Segment Open
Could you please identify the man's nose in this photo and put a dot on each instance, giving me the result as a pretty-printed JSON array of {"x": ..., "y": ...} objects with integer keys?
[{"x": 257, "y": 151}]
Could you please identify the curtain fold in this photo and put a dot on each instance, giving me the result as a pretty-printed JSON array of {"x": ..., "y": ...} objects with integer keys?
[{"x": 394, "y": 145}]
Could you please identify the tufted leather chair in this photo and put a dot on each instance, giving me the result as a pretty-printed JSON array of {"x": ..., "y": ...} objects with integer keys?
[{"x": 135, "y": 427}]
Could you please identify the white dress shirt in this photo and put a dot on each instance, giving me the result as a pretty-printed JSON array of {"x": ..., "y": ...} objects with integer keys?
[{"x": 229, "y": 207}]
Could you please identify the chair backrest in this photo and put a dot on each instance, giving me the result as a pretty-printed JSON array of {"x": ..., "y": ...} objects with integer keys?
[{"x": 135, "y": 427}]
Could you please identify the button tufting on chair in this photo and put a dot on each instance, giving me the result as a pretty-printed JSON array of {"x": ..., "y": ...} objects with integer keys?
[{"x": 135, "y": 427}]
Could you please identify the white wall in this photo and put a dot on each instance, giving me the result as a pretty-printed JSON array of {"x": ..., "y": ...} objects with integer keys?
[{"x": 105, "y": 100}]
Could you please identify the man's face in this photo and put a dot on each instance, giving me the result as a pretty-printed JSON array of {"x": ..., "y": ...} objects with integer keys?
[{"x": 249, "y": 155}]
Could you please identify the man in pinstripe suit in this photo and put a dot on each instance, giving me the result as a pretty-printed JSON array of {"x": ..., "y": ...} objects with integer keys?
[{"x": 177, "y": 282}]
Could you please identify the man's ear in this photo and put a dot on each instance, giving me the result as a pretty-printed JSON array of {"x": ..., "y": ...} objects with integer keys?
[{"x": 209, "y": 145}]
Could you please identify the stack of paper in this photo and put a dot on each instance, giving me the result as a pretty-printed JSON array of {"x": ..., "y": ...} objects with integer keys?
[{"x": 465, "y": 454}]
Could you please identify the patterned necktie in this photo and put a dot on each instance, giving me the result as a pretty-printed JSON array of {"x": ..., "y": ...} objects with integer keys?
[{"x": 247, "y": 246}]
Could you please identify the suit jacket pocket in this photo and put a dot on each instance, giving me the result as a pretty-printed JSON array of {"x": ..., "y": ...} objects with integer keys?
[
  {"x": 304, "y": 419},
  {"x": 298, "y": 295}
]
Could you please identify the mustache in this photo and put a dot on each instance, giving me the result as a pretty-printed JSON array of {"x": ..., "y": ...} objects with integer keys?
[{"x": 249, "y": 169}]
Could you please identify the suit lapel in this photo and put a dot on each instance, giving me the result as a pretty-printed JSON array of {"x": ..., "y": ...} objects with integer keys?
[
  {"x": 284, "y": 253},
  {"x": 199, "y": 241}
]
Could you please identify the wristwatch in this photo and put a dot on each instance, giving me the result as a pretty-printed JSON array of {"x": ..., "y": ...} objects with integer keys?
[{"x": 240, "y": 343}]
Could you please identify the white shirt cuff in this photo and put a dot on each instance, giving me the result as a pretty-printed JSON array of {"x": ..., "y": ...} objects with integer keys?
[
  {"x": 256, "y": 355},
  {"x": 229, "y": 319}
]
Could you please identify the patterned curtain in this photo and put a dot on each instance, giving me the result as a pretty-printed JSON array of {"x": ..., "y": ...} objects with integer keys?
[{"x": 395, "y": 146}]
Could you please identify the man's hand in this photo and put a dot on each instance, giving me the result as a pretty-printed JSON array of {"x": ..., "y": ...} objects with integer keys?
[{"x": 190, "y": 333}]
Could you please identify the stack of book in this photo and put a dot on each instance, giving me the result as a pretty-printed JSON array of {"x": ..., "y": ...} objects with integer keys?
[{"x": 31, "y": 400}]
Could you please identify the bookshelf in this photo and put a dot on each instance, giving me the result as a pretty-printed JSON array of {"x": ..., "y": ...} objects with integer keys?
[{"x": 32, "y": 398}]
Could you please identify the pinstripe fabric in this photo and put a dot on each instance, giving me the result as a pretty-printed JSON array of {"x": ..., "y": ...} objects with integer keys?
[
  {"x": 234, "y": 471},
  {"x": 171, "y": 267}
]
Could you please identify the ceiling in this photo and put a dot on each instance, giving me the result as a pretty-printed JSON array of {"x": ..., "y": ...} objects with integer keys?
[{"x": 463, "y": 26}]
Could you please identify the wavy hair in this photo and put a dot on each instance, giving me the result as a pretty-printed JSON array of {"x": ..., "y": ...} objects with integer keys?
Segment Closed
What you should do. Up to and including the last line of the listing above, copy exactly every line from the one that contains "Could you please identify the stack of book" onward; leave out all others.

Exercise answer.
Could you please identify the stack of book in this photo and put a dot on each instance, giving me the result as a pretty-printed JSON array of {"x": ..., "y": ...} objects with integer keys?
[{"x": 31, "y": 400}]
Could you please identify the bookshelf in this photo and put a dot on each instance, giving me the result as a pretty-printed JSON array of {"x": ..., "y": ...} objects with integer keys?
[{"x": 32, "y": 398}]
Could you please identify the pinstripe fabric in this photo and put a dot on each instance, giving me the result as a pretty-printed JSON array of {"x": ..., "y": ...} objects with integer keys?
[
  {"x": 234, "y": 471},
  {"x": 171, "y": 267}
]
Could you please identify the ceiling in this photo and put a dot on each instance, giving me the result as a pretty-printed JSON array of {"x": ..., "y": ...} objects with integer keys?
[{"x": 463, "y": 26}]
Could you please identify the wavy hair in this photo and put a dot on each instance, giving me the result as a pretty-printed JSON array of {"x": ..., "y": ...} objects with integer keys?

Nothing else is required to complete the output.